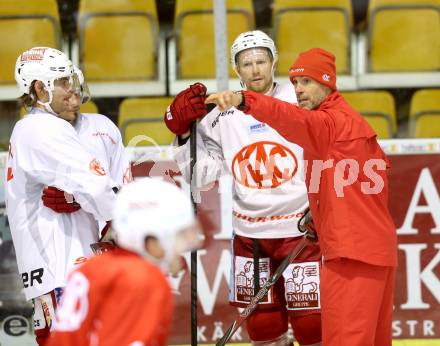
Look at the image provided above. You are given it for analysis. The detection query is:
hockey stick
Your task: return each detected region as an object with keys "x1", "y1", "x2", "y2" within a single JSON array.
[
  {"x1": 215, "y1": 235, "x2": 310, "y2": 346},
  {"x1": 189, "y1": 121, "x2": 197, "y2": 346}
]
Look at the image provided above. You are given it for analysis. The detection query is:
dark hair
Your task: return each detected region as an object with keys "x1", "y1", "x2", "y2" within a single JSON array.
[
  {"x1": 18, "y1": 80, "x2": 38, "y2": 108},
  {"x1": 235, "y1": 46, "x2": 273, "y2": 66}
]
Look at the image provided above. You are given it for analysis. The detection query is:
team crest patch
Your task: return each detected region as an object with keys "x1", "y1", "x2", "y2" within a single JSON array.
[
  {"x1": 283, "y1": 262, "x2": 321, "y2": 310},
  {"x1": 234, "y1": 256, "x2": 273, "y2": 304},
  {"x1": 89, "y1": 159, "x2": 105, "y2": 176},
  {"x1": 249, "y1": 123, "x2": 269, "y2": 134}
]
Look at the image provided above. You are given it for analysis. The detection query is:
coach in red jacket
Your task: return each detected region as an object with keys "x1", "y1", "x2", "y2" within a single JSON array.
[{"x1": 206, "y1": 48, "x2": 397, "y2": 346}]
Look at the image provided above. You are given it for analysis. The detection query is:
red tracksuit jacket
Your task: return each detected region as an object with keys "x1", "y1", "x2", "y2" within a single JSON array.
[{"x1": 244, "y1": 91, "x2": 397, "y2": 266}]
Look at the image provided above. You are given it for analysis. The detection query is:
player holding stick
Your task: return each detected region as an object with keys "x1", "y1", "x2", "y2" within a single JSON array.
[
  {"x1": 165, "y1": 31, "x2": 321, "y2": 345},
  {"x1": 206, "y1": 48, "x2": 397, "y2": 346}
]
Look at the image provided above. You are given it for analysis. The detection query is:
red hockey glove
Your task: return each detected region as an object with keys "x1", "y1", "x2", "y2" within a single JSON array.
[
  {"x1": 298, "y1": 209, "x2": 318, "y2": 241},
  {"x1": 41, "y1": 186, "x2": 81, "y2": 213},
  {"x1": 164, "y1": 83, "x2": 208, "y2": 135}
]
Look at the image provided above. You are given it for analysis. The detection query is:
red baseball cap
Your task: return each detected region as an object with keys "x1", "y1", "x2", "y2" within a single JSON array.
[{"x1": 289, "y1": 48, "x2": 336, "y2": 90}]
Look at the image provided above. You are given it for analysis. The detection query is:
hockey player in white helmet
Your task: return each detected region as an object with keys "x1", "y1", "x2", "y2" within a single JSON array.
[
  {"x1": 42, "y1": 65, "x2": 132, "y2": 238},
  {"x1": 164, "y1": 30, "x2": 321, "y2": 346},
  {"x1": 5, "y1": 47, "x2": 116, "y2": 345},
  {"x1": 49, "y1": 178, "x2": 205, "y2": 346}
]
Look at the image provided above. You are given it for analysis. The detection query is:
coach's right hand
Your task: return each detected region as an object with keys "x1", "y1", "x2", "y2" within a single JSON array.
[{"x1": 164, "y1": 83, "x2": 208, "y2": 135}]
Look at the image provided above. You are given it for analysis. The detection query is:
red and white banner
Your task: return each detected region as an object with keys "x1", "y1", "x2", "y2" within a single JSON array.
[{"x1": 133, "y1": 142, "x2": 440, "y2": 344}]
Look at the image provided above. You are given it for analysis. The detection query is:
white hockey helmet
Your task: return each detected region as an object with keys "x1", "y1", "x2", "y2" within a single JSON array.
[
  {"x1": 112, "y1": 178, "x2": 199, "y2": 271},
  {"x1": 73, "y1": 65, "x2": 91, "y2": 103},
  {"x1": 15, "y1": 47, "x2": 73, "y2": 94},
  {"x1": 231, "y1": 30, "x2": 278, "y2": 70}
]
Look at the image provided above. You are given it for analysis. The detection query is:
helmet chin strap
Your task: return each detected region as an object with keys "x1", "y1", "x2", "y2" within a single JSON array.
[
  {"x1": 37, "y1": 85, "x2": 59, "y2": 117},
  {"x1": 141, "y1": 237, "x2": 175, "y2": 274}
]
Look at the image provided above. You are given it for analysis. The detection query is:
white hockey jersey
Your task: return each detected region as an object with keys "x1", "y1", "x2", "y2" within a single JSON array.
[
  {"x1": 175, "y1": 83, "x2": 308, "y2": 239},
  {"x1": 5, "y1": 109, "x2": 122, "y2": 299}
]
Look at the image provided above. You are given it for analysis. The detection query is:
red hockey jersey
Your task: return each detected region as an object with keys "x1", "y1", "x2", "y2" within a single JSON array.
[{"x1": 244, "y1": 91, "x2": 397, "y2": 266}]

* Required task
Pick out every line in the records above that contains the word "player", and copy each one.

* Complete response
player holding stick
hockey player in white helmet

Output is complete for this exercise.